#### TEXTE À LIRE

A la recherche d’un lieu insolite et décontracté de plusieurs hectares où venir boire une bière cet été? C’est tout trouvé. L’adresse ne sent pas le sexy : 26ter rue Ordener dans le 18e arrondissement, juste à côté du métro Marcadet-Poissonniers. Certes, rien à voir avec la Cité de la mode tendance sous laquelle le bar éphémère Ground Control s’était installé avec succès précédemment. C’est donc rue Ordener, dans un quartier très populaire du Nord-est de Paris que le bar éphémère resurgit et pour son plus grand bien. Baptisé « Grand Train », le projet mené par Ground Control et la SNCF s’est transporté sur un ancien site ferroviaire, voué à la démolition.
(Photo ci-dessus: Gérard Donnat)
La grille d’entrée ne paie pas de mine mais un grand panneau signale que « Grand Train » c’est ici. Après une fouille débonnaire des sacs, effectuée par deux gardes sculpturaux, on descend un escalier et on débarque dans l’ancien dépôt de La Chapelle. Créé en 1845, il a longtemps été affecté à l’entretien et à la réparation des locomotives de la zone Gare du Nord. Il a définitivement fermé en 2013 étant inadapté aux rames modernes.

#### CONSIGNE A
Indiquez combien de lignes ci-dessous contiennent la chaîne « vehicle », en ne donnant que ce nombre.
Le texte ci-dessus et les lignes ci-dessous forment deux ensembles indépendants.

#### DONNÉES FOURNIES
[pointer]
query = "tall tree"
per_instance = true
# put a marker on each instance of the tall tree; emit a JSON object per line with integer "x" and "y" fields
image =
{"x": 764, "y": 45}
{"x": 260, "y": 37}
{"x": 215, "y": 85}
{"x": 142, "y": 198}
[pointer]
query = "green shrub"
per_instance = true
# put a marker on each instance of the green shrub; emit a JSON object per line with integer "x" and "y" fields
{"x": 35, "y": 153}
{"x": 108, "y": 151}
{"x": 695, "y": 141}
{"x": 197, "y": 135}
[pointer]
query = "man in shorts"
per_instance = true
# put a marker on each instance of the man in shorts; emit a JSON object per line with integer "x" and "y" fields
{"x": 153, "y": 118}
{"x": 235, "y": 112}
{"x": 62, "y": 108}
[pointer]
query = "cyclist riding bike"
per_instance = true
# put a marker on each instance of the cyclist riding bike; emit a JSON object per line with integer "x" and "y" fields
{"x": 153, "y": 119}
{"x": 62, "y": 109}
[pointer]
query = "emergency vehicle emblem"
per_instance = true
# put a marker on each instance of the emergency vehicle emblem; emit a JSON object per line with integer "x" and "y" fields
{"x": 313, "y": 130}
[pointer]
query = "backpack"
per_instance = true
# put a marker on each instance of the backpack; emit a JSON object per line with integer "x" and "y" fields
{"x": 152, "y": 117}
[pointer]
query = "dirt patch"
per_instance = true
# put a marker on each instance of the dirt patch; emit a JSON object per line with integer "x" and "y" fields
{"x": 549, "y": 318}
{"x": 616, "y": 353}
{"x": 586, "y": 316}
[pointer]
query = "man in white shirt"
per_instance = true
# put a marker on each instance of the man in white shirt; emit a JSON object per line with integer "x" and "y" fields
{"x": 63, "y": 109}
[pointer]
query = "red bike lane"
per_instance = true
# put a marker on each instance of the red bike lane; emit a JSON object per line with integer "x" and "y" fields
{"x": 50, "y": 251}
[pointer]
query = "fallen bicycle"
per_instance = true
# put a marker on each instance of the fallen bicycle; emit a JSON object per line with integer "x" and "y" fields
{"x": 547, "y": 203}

==

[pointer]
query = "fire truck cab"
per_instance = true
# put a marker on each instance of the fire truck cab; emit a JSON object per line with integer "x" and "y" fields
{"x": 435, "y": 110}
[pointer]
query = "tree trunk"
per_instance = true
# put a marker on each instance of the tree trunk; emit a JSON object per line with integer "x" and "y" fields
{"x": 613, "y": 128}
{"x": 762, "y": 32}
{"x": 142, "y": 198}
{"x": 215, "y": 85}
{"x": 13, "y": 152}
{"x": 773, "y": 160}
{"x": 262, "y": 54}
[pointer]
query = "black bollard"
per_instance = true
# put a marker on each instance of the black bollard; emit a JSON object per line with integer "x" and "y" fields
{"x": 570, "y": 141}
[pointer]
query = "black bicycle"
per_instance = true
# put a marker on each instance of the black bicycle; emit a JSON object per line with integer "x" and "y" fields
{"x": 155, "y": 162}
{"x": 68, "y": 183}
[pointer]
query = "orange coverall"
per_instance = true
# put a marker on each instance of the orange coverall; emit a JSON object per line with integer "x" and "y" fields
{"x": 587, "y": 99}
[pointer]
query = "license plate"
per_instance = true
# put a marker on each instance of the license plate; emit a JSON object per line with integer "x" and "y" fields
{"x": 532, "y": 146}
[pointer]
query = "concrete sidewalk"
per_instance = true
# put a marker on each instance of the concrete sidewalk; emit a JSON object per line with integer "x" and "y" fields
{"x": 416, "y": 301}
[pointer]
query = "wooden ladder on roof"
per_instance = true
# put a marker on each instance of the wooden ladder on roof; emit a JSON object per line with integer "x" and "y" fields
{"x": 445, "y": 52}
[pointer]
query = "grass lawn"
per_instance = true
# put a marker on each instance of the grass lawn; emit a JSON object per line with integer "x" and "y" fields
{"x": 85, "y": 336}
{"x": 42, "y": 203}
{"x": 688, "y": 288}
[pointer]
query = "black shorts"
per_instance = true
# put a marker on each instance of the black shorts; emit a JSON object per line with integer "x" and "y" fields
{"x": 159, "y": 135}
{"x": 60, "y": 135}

#### CONSIGNE B
Poursuivez le texte consacré au bar éphémère « Grand Train » en reprenant à la suite de sa dernière phrase.

#### RÉPONSE A
2

#### RÉPONSE B
Que faire de 5 hectares d’entrepôts qui ont perdu leur raison d’être au cœur de Paris ? La réflexion a été menée bon train. Conduite par SNCF Immobilier via sa filiale Espaces ferroviaires, en concertation avec la Ville de Paris, la mairie du 18e ainsi que les associations et riverains, elle a débouché sur un projet multidirectionnel de reconversion à l’horizon 2020-2023. Une partie de l’entrepôt donnera naissance à la reconstitution de 5 voies de remisage de trains et, un nouveau quartier de 3,7 hectares verra le jour avec 500 logements, des commerces, des équipements publics (crèches et écoles) et un jardin.
En attendant, place à la fête, la bière, la bouffe, au divertissement mais aussi à la culture ferroviaire grâce au bar éphémère Grand Train. Ici, on est ailleurs. On se prélasse dans des transats sous des parasols-parapluies sur les voies ferroviaires désaffectées, on squatte les quais, les cours pour prendre place autour de grandes tables et partager des pichets de bière en toute convivialité. On retrouve à la fois l’ambiance « biergarten » berlinoise et la touche française. Estomacs nationaux obligent, ce ne sont pas moins d’une dizaine de restaurants qui peuplent les lieux. Du style fast-food ou food-truck certes, mais du fast-food assez raffiné. Côté prix, le demi pression est à 4 euros, la bière bouteille à 6 euros. Les sandwichs cuisinés maison ou le hot dog 100 % pur bœuf, pain d’artisan boulanger avec ingrédients frais sont à 7 euros et, le bibimap coréen à 11. Voilà pour la satisfaction des besoins de farniente.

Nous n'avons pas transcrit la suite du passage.